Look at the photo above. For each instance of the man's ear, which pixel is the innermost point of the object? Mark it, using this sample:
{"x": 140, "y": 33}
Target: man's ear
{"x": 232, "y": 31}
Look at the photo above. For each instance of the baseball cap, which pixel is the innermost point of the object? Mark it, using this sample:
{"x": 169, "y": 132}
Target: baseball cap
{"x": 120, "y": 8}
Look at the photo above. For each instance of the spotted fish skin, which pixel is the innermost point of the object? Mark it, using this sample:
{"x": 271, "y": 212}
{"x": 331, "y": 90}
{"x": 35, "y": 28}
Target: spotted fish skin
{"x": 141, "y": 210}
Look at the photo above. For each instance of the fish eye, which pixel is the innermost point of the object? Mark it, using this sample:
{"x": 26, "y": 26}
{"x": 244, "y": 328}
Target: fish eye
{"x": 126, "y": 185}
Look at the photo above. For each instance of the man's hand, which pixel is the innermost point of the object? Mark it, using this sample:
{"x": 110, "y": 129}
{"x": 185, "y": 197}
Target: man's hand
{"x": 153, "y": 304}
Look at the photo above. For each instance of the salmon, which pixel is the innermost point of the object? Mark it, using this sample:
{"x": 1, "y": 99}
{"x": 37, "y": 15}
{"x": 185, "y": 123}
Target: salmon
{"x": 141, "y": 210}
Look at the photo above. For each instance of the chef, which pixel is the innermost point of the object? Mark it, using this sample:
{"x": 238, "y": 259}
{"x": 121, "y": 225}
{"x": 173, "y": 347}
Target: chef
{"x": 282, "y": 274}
...
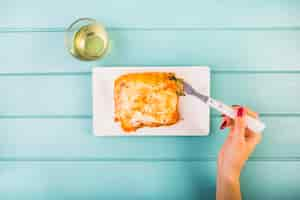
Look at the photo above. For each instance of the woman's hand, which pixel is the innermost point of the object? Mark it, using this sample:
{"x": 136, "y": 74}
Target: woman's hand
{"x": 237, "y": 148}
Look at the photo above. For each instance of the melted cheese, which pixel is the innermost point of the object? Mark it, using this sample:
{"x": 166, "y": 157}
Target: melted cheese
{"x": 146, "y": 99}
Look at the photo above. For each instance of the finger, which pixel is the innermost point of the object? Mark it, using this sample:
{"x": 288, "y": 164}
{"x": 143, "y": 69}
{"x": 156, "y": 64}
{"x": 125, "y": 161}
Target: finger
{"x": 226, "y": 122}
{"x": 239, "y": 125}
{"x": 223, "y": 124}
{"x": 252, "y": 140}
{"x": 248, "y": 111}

- Problem requirements -
Return a word-for-word copy of the lines above from the one holding "Target: spotted fish skin" through the one holding "the man's hand, which", with both of them included and nothing besides.

- Output for this task -
Target: spotted fish skin
{"x": 141, "y": 210}
Look at the photo above. For each instance of the fish eye, which pixel is the innermost point of the object? Mark it, using this sample:
{"x": 26, "y": 26}
{"x": 244, "y": 328}
Target: fish eye
{"x": 126, "y": 185}
Look at the photo above. For each instance of the man's hand, which pixel is the innermost point of the object? Mark it, using this sample:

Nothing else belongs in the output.